== Records to use ==
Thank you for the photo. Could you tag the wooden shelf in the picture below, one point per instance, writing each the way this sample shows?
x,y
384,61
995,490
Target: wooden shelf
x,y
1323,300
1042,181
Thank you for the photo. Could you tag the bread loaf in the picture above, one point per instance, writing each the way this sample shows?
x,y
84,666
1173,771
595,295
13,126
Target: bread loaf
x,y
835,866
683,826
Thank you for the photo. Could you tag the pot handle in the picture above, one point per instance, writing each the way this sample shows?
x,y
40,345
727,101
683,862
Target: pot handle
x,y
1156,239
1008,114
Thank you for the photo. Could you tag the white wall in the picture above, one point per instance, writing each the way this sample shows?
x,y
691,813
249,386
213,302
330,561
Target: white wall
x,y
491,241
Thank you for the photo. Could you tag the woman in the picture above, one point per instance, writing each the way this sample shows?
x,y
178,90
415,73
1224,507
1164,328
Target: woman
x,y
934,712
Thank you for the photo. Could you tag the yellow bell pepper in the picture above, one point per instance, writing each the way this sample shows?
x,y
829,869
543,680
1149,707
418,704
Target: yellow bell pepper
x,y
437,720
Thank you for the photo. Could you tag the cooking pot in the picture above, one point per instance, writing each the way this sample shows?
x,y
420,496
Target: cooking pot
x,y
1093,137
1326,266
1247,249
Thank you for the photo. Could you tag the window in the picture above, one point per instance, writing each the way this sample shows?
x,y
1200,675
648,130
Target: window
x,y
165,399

== How to complete this task ==
Write out every entry verbatim.

== Result of the exercise ==
Thank you for the photo. Could you tag the wooden shelf in the picture below, one point per instance, writing each the way this sample shows?
x,y
384,61
995,490
Target: wooden shelf
x,y
1323,300
1042,181
Thank you for the photo. Could you tag the bread loaf in the picture above, one point per instance, writing each the way this sample shows?
x,y
84,666
1173,771
595,295
13,126
Target: bread loaf
x,y
835,866
683,826
Thank you for the photo. Could you tag the pot handle in the picture above, one point per instance, writing each the way this sample shows?
x,y
40,345
727,101
683,862
Target: pot handle
x,y
1156,239
1008,114
Thank you for the photo. Could you tag the white wall in the picture above, one point per instance, writing each the way this sample shows?
x,y
691,813
249,386
213,302
330,561
Target: white wall
x,y
491,241
Thank you for the photo. Could you tag the woman in the picture above, one point per instance, writing each the way this sample shows?
x,y
178,90
415,73
1224,507
1164,328
Target: woman
x,y
934,712
Thank you for the photo. Could you tag the yellow bell pepper in the picture above, one point per instance, writing each the way this sample shows?
x,y
829,869
543,680
1149,707
418,704
Target: yellow bell pepper
x,y
437,720
Thank you for the photo. Could you tag the cooking pot in the picture above, one point per instance, writing each the way this sample shows?
x,y
420,496
Target: cooking pot
x,y
1093,137
1326,266
1247,249
Thank you for the photo. Could you tag the window in the picture above, one point per instance, writing each the way this sample shows?
x,y
1200,675
648,130
Target: window
x,y
165,399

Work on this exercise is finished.